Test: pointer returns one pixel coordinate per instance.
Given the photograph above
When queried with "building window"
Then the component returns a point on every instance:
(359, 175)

____________________

TASK REQUIREMENTS
Format the entries above as a two-column CSV with the columns "query" and "result", one row per entry, holding its text and its answer. Put each value in a single quoted field, with line breaks replaced by spaces.

RIGHT ANSWER
query,result
"Test: pointer returns one pixel coordinate per instance. Given the photograph above When queried with ""building window"" Then the component returns a point on every instance:","(359, 175)"